Records from a collection:
-=-=-

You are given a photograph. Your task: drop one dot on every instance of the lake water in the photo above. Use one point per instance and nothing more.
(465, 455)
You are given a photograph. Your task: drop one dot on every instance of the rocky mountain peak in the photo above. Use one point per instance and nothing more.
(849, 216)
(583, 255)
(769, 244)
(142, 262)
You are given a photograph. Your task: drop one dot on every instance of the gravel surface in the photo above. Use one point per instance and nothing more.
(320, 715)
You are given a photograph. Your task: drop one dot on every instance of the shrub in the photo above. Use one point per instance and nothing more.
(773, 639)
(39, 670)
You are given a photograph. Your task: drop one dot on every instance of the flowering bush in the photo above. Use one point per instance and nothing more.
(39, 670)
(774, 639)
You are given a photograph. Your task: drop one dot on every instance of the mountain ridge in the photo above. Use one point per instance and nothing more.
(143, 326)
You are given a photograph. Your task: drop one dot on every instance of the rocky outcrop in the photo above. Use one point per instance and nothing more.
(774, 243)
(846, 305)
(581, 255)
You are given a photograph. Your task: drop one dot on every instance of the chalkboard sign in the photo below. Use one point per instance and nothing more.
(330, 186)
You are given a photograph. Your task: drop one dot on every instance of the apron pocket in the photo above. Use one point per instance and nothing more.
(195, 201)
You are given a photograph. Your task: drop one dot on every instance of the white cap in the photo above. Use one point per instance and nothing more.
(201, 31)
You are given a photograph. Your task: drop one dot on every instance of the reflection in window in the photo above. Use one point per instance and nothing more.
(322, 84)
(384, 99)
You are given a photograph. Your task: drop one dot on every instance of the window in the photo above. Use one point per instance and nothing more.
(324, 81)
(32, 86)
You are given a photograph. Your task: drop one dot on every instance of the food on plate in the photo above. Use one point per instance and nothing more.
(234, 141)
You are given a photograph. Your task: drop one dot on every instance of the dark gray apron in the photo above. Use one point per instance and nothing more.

-=-=-

- Description of the task -
Repeat the data in its entirety, word for word.

- Exercise result -
You are given a photograph. Your task: drop one dot on every instance of the lake water in the photo above. Use one point per instance and nothing more.
(465, 455)
You are given a photograph. Your task: drop one dot on every instance of the rocky mountain peak in the photo above. Use one point per instance and nothing more.
(849, 216)
(583, 255)
(769, 244)
(142, 262)
You are given a photograph. Your task: drop one dot on every instance of the gravel surface in the photo above. Use one point per instance and nothing more.
(320, 715)
You are given a photograph. Your task: drop one dot on every instance of the shrub in the photo above. Use one point per instance and nothing more.
(773, 639)
(39, 670)
You are given a photograph. Your task: drop one dot on every instance of the flowering bush in the photo above. Use one point per instance and nothing more.
(39, 670)
(774, 639)
You are given a photograph. Your task: drop one dot on every instance of the mountain ridge in the photo above. Use one point per instance and nothing more.
(143, 326)
You are given a photograph. Your task: drop one dot on every instance of the rocky outcrop in the photo above. Use one point per instance and nothing more.
(774, 243)
(846, 305)
(581, 255)
You are given a photograph. Your task: drop one dot on every instance of the chalkboard sign in the photo below. Use one point per instance and nothing more.
(330, 186)
You are given a photograph. Your task: drop one dot on every instance of the apron pocket in the photo above. Use one point per instance and nothing more.
(195, 201)
You are given a photograph. Your task: drop one dot on every instance of the white cap in the photo above. Use one point per instance and nothing more.
(201, 31)
You are given a photograph. Your task: drop one dot on every instance of the reflection in window in the photo above. Use one point per instance and nothing more.
(322, 84)
(384, 99)
You are given a photograph. Your task: drop one dot on every instance of the window in the photo above. Use one point per instance and nothing more.
(324, 81)
(32, 86)
You are given a photograph. Your task: drop one dot on every instance of the food on plate in the photo above. Use one point per instance and nothing more.
(234, 141)
You are given a photograph. Your task: drop one dot on every instance of the dark gray apron in the photo above. Use one point per instance and nothing more.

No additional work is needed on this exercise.